▸ **Short problem**
Extract the text of each entry below exactly, leaving every image behind.

▸ **Dataset records about object locations**

▽

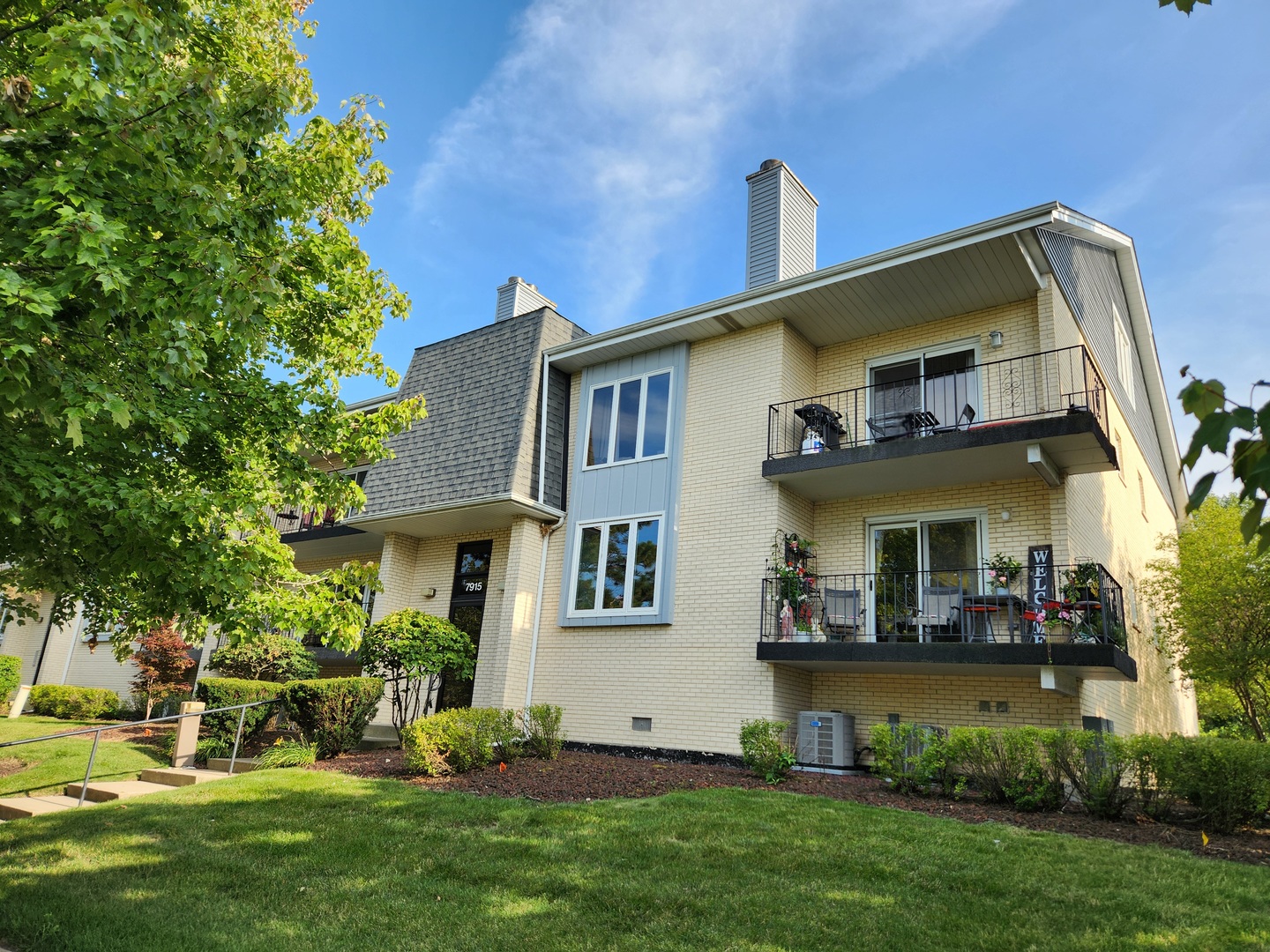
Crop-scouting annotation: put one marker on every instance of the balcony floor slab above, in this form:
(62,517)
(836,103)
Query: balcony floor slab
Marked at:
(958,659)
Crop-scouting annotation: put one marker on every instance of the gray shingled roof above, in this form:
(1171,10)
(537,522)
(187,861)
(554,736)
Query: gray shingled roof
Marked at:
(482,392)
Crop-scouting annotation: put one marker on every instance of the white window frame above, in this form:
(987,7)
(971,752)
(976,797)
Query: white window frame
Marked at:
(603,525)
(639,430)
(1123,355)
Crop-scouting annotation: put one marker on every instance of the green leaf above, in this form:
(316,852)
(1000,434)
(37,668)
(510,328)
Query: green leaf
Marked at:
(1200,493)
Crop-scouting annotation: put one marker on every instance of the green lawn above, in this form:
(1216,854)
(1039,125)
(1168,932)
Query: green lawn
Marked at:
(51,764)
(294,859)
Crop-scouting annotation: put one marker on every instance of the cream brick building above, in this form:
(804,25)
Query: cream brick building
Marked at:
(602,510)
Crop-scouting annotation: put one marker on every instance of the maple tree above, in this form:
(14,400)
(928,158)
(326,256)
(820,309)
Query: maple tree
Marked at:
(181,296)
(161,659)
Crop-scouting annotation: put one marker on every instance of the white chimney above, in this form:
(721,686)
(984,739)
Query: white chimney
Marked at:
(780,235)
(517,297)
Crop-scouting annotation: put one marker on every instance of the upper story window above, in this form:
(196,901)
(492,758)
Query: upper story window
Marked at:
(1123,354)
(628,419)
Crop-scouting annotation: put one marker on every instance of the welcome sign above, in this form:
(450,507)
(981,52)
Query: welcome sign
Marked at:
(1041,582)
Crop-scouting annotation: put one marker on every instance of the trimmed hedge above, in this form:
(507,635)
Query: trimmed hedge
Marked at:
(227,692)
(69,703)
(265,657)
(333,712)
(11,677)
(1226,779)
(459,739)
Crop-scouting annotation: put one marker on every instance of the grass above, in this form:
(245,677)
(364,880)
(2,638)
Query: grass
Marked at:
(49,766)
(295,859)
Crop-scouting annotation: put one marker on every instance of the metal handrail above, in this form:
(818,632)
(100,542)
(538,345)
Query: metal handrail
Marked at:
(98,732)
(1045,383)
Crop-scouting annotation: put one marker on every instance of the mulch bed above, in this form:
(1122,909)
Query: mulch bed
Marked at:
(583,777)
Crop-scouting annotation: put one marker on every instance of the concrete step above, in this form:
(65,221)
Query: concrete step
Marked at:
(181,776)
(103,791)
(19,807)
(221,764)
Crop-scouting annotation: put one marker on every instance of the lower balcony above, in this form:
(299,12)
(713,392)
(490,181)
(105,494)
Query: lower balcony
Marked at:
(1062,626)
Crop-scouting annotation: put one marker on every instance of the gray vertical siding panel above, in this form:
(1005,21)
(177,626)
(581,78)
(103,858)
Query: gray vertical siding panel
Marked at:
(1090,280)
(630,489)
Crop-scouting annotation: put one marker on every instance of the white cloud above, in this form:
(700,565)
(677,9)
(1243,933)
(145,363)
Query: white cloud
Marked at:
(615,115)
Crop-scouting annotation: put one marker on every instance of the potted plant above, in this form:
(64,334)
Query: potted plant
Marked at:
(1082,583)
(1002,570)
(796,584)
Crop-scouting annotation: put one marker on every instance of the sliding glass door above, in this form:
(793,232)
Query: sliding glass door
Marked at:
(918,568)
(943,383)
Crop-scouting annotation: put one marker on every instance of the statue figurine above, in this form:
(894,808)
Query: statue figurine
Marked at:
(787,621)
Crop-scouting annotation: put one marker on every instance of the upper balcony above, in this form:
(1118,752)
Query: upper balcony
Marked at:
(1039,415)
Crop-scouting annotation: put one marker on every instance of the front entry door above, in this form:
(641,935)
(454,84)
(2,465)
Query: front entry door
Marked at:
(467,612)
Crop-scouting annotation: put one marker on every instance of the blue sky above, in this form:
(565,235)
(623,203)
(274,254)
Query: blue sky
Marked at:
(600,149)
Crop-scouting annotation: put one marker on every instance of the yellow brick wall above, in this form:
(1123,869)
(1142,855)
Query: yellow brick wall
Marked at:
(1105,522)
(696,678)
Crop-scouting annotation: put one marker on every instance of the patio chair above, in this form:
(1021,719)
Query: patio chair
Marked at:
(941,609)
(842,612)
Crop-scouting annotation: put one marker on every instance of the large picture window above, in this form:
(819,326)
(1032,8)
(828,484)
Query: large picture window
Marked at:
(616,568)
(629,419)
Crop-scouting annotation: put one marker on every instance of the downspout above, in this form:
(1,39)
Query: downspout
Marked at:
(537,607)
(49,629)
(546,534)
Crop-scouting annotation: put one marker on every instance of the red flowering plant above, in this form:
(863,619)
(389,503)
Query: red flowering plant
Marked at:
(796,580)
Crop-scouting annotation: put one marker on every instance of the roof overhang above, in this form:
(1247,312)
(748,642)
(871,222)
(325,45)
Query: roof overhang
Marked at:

△

▸ **Exercise output**
Crop-scouting annotation: put one marker on every instance of the balcony floor slab above, in this form:
(62,517)
(836,103)
Query: balcony floor slab
Marked at:
(958,659)
Crop-scouting annotation: put one marker on every instance of the gray shingled roof above, in this form:
(1171,10)
(537,522)
(187,861)
(554,736)
Query: gray shingled roof
Marked at:
(482,392)
Crop-scouting annotation: put one marker on every instance of the white window frame above, in this form:
(987,7)
(971,752)
(976,797)
Query: white window frame
Marked at:
(603,525)
(639,430)
(1123,355)
Crop-scouting annotation: put one marker on every instance of the green leaf above, in this form:
(316,852)
(1000,434)
(37,668)
(510,328)
Query: green leaf
Marked at:
(1200,493)
Crop-scouting annotation: put one marker on every instance of the green lawn above, in this form:
(1216,854)
(1039,125)
(1168,932)
Query: green lawn
Marked at:
(51,764)
(294,859)
Crop-scouting annotation: put one marker on every instance of the cream brick building above, in this form:
(804,25)
Query: cream brick building
Marked at:
(602,510)
Crop-scouting annotation: put one marker on every instance of the maple tree above, in this form:
(14,400)
(928,158)
(326,256)
(820,309)
Query: maple tree
Marked at:
(181,296)
(161,659)
Crop-scouting annotation: put one marker on every instance of the white chimney above, in this form:
(721,686)
(984,739)
Query: white chimney
Marked at:
(780,235)
(517,297)
Crop-scouting annotation: put one marker on every instance of the upper story window above, in this form:
(196,901)
(492,758)
Query: upper story window
Marked at:
(1123,354)
(628,419)
Crop-scouting annotation: put one marker on every instance of the welcome sign above, in this form:
(450,507)
(981,52)
Query: welcome sign
Marked at:
(1041,582)
Crop-scouting annotation: put one marker on every instance of the trimmed hedge above, in this form:
(507,635)
Query: trimmed hedge
Marked at:
(227,692)
(69,703)
(265,657)
(333,712)
(11,677)
(1226,779)
(459,739)
Crop-scouting annotation: put one marker on every instance of the grass above, in this form:
(245,677)
(364,880)
(2,638)
Query: grass
Marked at:
(49,766)
(295,859)
Crop-scouting annotation: put one marker on every instance of the metal handrail above, in this form:
(818,632)
(100,542)
(538,345)
Query: metal handrail
Marked at:
(98,732)
(1045,383)
Crop-scouting annotation: put one marker on every instance of the mulch bed above, in this form:
(1122,909)
Query: mulch bed
Marked at:
(583,777)
Crop-scouting annotation: put one marker on every instance of the concrete step above, in this form:
(65,221)
Query: concrete step
Marked at:
(181,776)
(103,791)
(19,807)
(221,764)
Crop-scouting annotation: put one marker on every instance of the lower balcony above, in this form:
(299,12)
(713,392)
(490,181)
(105,494)
Query: lower balcony
Marked at:
(1062,626)
Crop-scouting annotation: put one marker on every instance of the gray vertical siding panel above, in this form:
(1005,21)
(177,626)
(581,78)
(103,858)
Query: gray vertical siding panel
Marked at:
(1090,280)
(630,489)
Crop-scouting annotation: put one marker on every instance of the white cloud above, in this form:
(700,565)
(677,9)
(1243,933)
(145,363)
Query: white cloud
Marked at:
(615,115)
Crop-scouting annotation: put one marker on every instance of the potted plant above, in this form:
(64,334)
Query: potted plant
Marked at:
(1082,583)
(1002,570)
(796,584)
Crop-scouting annotation: put one marker on every instance of the sliding glass door above, in this form:
(793,232)
Query: sliding glass door
Marked at:
(918,568)
(943,383)
Crop-scouting annotation: put one marker on every instance of the statue figurine above, in this form:
(894,808)
Query: statue figurine
Marked at:
(787,621)
Crop-scouting annotation: put one marker on every instance of the upper balcony above, in this form:
(1118,752)
Query: upper balcony
Marked at:
(1039,415)
Crop-scouting annotation: put one marker on every instance of the front entry door above, in this form:
(641,935)
(454,84)
(2,465)
Query: front entry door
Marked at:
(467,612)
Crop-scouting annotation: put one marker on every instance of the blue sky above, in this form:
(565,235)
(623,203)
(274,254)
Query: blue sky
Marked at:
(600,149)
Crop-scouting annotation: put one marker on every instance of the yellow brick wall above, in this form:
(1123,869)
(1142,855)
Query: yellow brick wall
Marked at:
(1105,522)
(696,678)
Crop-scouting annotation: put one marker on every instance of the patio chair above, in this form:
(1021,719)
Query: patio chair
Marked at:
(941,609)
(842,612)
Crop-scouting annotation: put one marker on every instance of the large picture window above, in this form:
(819,326)
(1032,8)
(828,484)
Query: large picture window
Marked at:
(616,568)
(629,419)
Crop-scouting annotation: put one marker on every instance of the downspout above, in this form:
(1,39)
Query: downspout
Marked at:
(537,607)
(49,629)
(546,534)
Crop-scouting annotation: put one marker on every instance of the red flowering plant above, in this form:
(863,619)
(389,503)
Query: red flowering plant
Marked at:
(796,580)
Crop-scouting annotation: put one marker on every instance of the roof overhang above, in this form:
(1247,312)
(748,642)
(871,222)
(325,45)
Query: roof overhang
Marked at:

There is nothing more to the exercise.